# [Given problem]
Extract every line of the records that contains the string "woman", matching case exactly.

*****

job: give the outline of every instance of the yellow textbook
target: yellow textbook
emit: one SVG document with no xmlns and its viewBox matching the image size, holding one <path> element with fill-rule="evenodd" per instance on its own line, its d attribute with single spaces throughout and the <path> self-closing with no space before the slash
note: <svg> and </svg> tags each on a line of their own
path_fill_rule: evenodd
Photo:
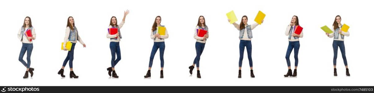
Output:
<svg viewBox="0 0 374 93">
<path fill-rule="evenodd" d="M 227 18 L 230 19 L 230 24 L 233 24 L 236 21 L 237 21 L 237 18 L 234 13 L 234 10 L 231 10 L 230 12 L 226 14 L 226 16 L 227 16 Z"/>
<path fill-rule="evenodd" d="M 344 32 L 347 32 L 348 31 L 348 29 L 349 29 L 349 26 L 347 25 L 346 25 L 345 24 L 343 25 L 343 27 L 341 27 L 341 31 L 344 31 Z"/>
<path fill-rule="evenodd" d="M 331 33 L 334 32 L 333 32 L 332 30 L 331 30 L 331 29 L 330 29 L 330 28 L 327 27 L 327 25 L 322 27 L 321 27 L 321 29 L 324 30 L 324 31 L 325 31 L 325 32 L 327 33 L 331 34 Z"/>
<path fill-rule="evenodd" d="M 165 32 L 166 31 L 166 28 L 162 27 L 159 27 L 157 28 L 157 30 L 160 35 L 165 35 Z"/>
<path fill-rule="evenodd" d="M 258 11 L 257 15 L 256 16 L 256 18 L 255 18 L 255 22 L 258 23 L 258 24 L 261 25 L 261 21 L 264 20 L 264 18 L 265 18 L 265 16 L 266 15 L 261 11 Z"/>
<path fill-rule="evenodd" d="M 69 51 L 71 50 L 72 45 L 73 45 L 73 44 L 70 41 L 66 42 L 66 49 Z M 62 44 L 61 44 L 61 50 L 64 50 L 64 42 L 62 42 Z"/>
</svg>

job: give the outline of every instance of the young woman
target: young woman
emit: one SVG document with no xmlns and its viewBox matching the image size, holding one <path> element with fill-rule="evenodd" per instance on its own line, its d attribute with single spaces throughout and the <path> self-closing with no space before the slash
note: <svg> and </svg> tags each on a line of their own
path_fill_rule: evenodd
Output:
<svg viewBox="0 0 374 93">
<path fill-rule="evenodd" d="M 285 77 L 292 76 L 296 77 L 297 75 L 296 69 L 297 69 L 297 64 L 298 63 L 298 58 L 297 58 L 299 53 L 299 49 L 300 48 L 300 43 L 299 42 L 299 38 L 303 37 L 303 31 L 300 35 L 295 34 L 295 29 L 296 26 L 299 25 L 299 19 L 297 16 L 292 16 L 291 22 L 289 25 L 287 26 L 287 29 L 285 32 L 286 35 L 288 35 L 288 47 L 286 52 L 286 61 L 287 61 L 287 65 L 288 67 L 288 71 L 287 74 L 284 75 Z M 295 69 L 294 70 L 294 74 L 292 74 L 292 71 L 291 70 L 291 63 L 289 61 L 289 55 L 291 55 L 292 49 L 295 49 L 294 51 L 295 58 Z"/>
<path fill-rule="evenodd" d="M 77 43 L 77 41 L 79 41 L 79 43 L 83 45 L 83 47 L 86 47 L 86 44 L 83 42 L 83 41 L 80 38 L 79 35 L 78 34 L 78 30 L 77 27 L 75 27 L 75 24 L 74 22 L 74 19 L 73 17 L 70 16 L 68 18 L 67 24 L 66 25 L 66 30 L 65 31 L 65 37 L 64 39 L 64 50 L 67 50 L 66 49 L 66 43 L 68 42 L 68 40 L 70 41 L 73 44 L 71 46 L 71 50 L 68 52 L 68 55 L 65 58 L 65 60 L 64 61 L 62 64 L 62 67 L 61 68 L 60 71 L 58 71 L 58 74 L 61 75 L 61 77 L 64 77 L 65 76 L 64 75 L 64 69 L 66 65 L 66 63 L 68 61 L 69 61 L 69 66 L 70 67 L 70 78 L 78 78 L 78 76 L 75 75 L 74 72 L 73 71 L 73 60 L 74 59 L 74 49 L 75 47 L 75 44 Z"/>
<path fill-rule="evenodd" d="M 31 31 L 31 34 L 33 35 L 32 37 L 28 37 L 26 35 L 26 31 L 29 30 Z M 27 16 L 25 18 L 25 19 L 24 20 L 23 25 L 18 31 L 18 37 L 19 41 L 22 42 L 22 47 L 21 48 L 21 51 L 19 52 L 18 61 L 21 62 L 26 68 L 26 72 L 25 73 L 25 75 L 24 76 L 23 78 L 28 78 L 28 72 L 29 72 L 31 74 L 31 77 L 33 77 L 33 76 L 34 75 L 34 72 L 33 71 L 34 71 L 34 68 L 30 68 L 30 64 L 31 63 L 30 60 L 31 53 L 33 52 L 33 48 L 34 47 L 33 46 L 32 40 L 35 40 L 36 38 L 36 34 L 35 33 L 35 29 L 31 24 L 31 19 L 30 18 L 30 17 Z M 24 56 L 25 55 L 26 51 L 27 52 L 27 63 L 26 63 L 23 60 Z"/>
<path fill-rule="evenodd" d="M 248 20 L 246 16 L 243 16 L 242 17 L 242 21 L 240 22 L 240 25 L 236 23 L 233 24 L 234 26 L 239 31 L 239 39 L 240 40 L 240 43 L 239 44 L 239 51 L 240 56 L 239 57 L 239 74 L 238 75 L 238 78 L 242 78 L 242 64 L 245 47 L 247 47 L 248 59 L 249 60 L 249 66 L 251 67 L 251 77 L 255 77 L 252 67 L 252 44 L 251 40 L 252 38 L 252 30 L 258 25 L 258 24 L 256 23 L 251 25 L 248 25 L 247 24 Z M 230 22 L 229 19 L 228 21 L 229 22 Z M 261 23 L 263 22 L 263 20 L 261 21 Z"/>
<path fill-rule="evenodd" d="M 200 17 L 199 17 L 197 25 L 193 31 L 195 32 L 193 38 L 196 40 L 196 43 L 195 43 L 195 49 L 196 49 L 196 57 L 195 57 L 195 59 L 193 60 L 193 63 L 192 64 L 192 65 L 188 67 L 188 68 L 190 69 L 190 74 L 192 74 L 192 70 L 193 70 L 193 68 L 195 67 L 195 65 L 196 65 L 196 69 L 197 69 L 197 78 L 201 78 L 200 71 L 199 69 L 200 56 L 203 53 L 203 50 L 204 50 L 204 47 L 205 46 L 206 38 L 209 37 L 209 32 L 206 32 L 206 34 L 204 35 L 203 37 L 197 36 L 197 33 L 196 31 L 197 29 L 202 29 L 208 31 L 208 27 L 205 24 L 205 18 L 204 18 L 203 16 L 200 16 Z"/>
<path fill-rule="evenodd" d="M 344 36 L 349 36 L 349 32 L 345 32 L 342 31 L 340 29 L 343 25 L 340 23 L 341 18 L 340 16 L 337 15 L 335 17 L 335 20 L 332 24 L 332 31 L 334 32 L 329 34 L 326 33 L 326 34 L 329 37 L 334 37 L 334 41 L 332 42 L 332 49 L 334 49 L 334 75 L 337 76 L 336 72 L 336 59 L 338 55 L 338 47 L 340 48 L 340 52 L 341 52 L 341 56 L 343 58 L 344 65 L 346 66 L 346 75 L 350 76 L 348 69 L 348 66 L 347 63 L 347 58 L 346 58 L 346 48 L 344 46 Z"/>
<path fill-rule="evenodd" d="M 118 28 L 118 32 L 114 35 L 109 34 L 109 32 L 107 32 L 107 38 L 110 38 L 109 48 L 110 48 L 110 52 L 112 55 L 112 59 L 111 61 L 111 66 L 107 68 L 107 70 L 108 71 L 108 74 L 110 76 L 111 76 L 114 78 L 118 78 L 118 75 L 117 75 L 116 71 L 114 70 L 114 66 L 121 60 L 121 50 L 119 47 L 119 41 L 121 41 L 121 38 L 122 38 L 122 35 L 121 35 L 120 29 L 121 29 L 123 24 L 125 24 L 125 19 L 126 18 L 126 16 L 130 12 L 128 10 L 126 10 L 125 12 L 123 18 L 122 19 L 122 22 L 120 22 L 119 25 L 117 25 L 117 18 L 115 16 L 112 16 L 110 18 L 110 23 L 109 24 L 109 27 L 108 28 Z M 117 38 L 116 38 L 116 37 Z M 116 59 L 116 54 L 117 54 L 117 59 Z M 114 59 L 116 60 L 114 60 Z M 113 72 L 113 73 L 111 74 L 110 73 L 112 72 Z"/>
<path fill-rule="evenodd" d="M 162 25 L 161 17 L 159 16 L 156 17 L 154 19 L 153 25 L 152 26 L 152 30 L 151 31 L 151 38 L 153 40 L 153 46 L 152 48 L 152 52 L 151 52 L 151 56 L 149 59 L 149 65 L 148 66 L 148 71 L 147 74 L 144 76 L 144 78 L 151 77 L 151 68 L 153 61 L 153 57 L 157 52 L 157 50 L 160 48 L 160 60 L 161 61 L 161 70 L 160 71 L 160 78 L 163 78 L 163 53 L 165 50 L 165 42 L 164 39 L 168 38 L 169 34 L 168 34 L 168 30 L 166 30 L 165 35 L 160 35 L 158 34 L 157 28 L 159 27 L 165 27 Z"/>
</svg>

*****

# [Right answer]
job: give the outline of every instance of the young woman
target: young woman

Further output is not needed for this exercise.